- PROBLEM: Don't copy the pictures; return every other part of the records exactly.

- DATASET RECORDS:
——————
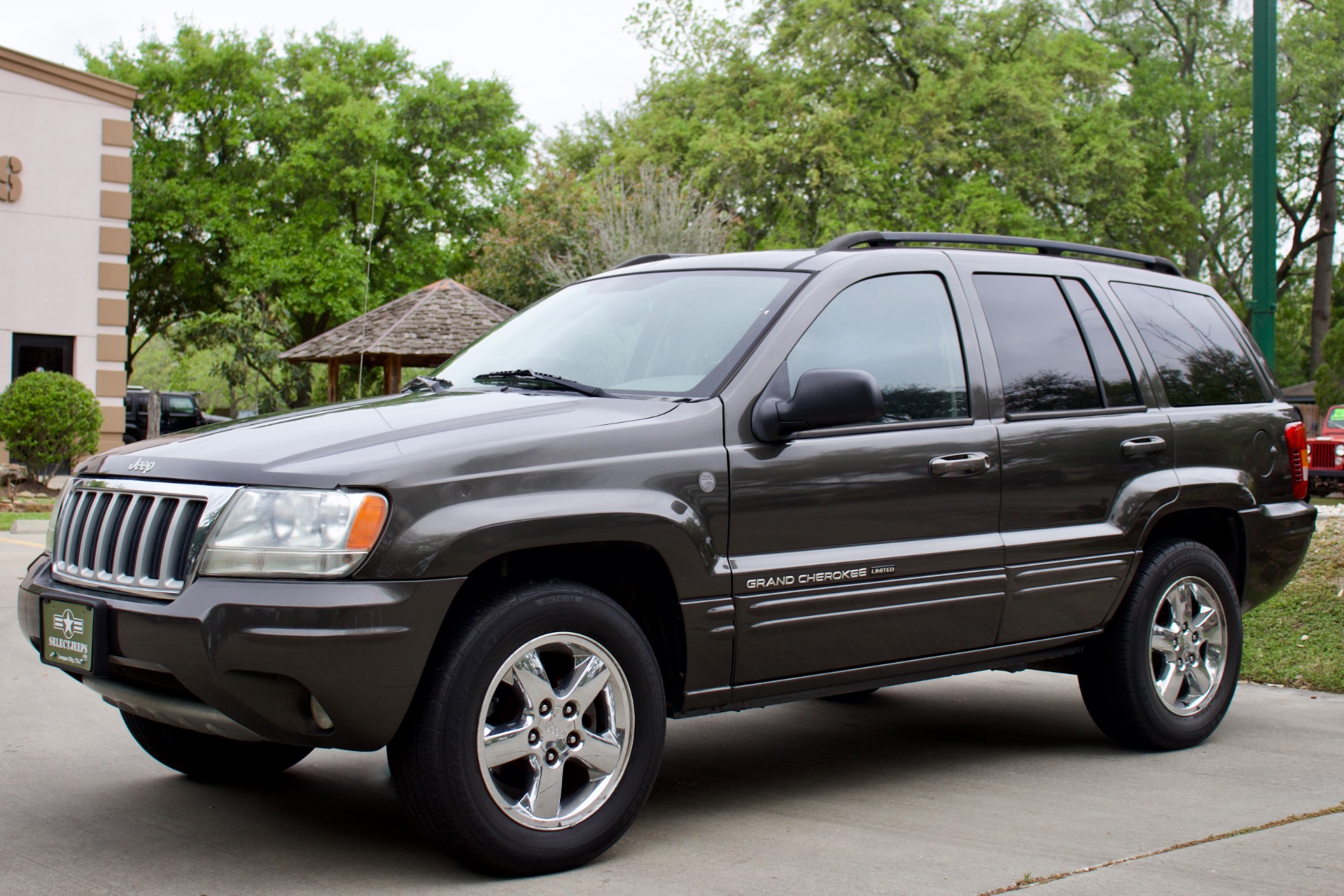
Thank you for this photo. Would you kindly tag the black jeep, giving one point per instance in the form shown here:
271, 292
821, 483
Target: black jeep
178, 412
687, 485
——————
- EXERCISE RESPONSE:
Thank you for this photo. Would you kindly tag the black jeep, giving one point per instance in the form shown here:
271, 292
821, 483
Target: black jeep
178, 412
687, 485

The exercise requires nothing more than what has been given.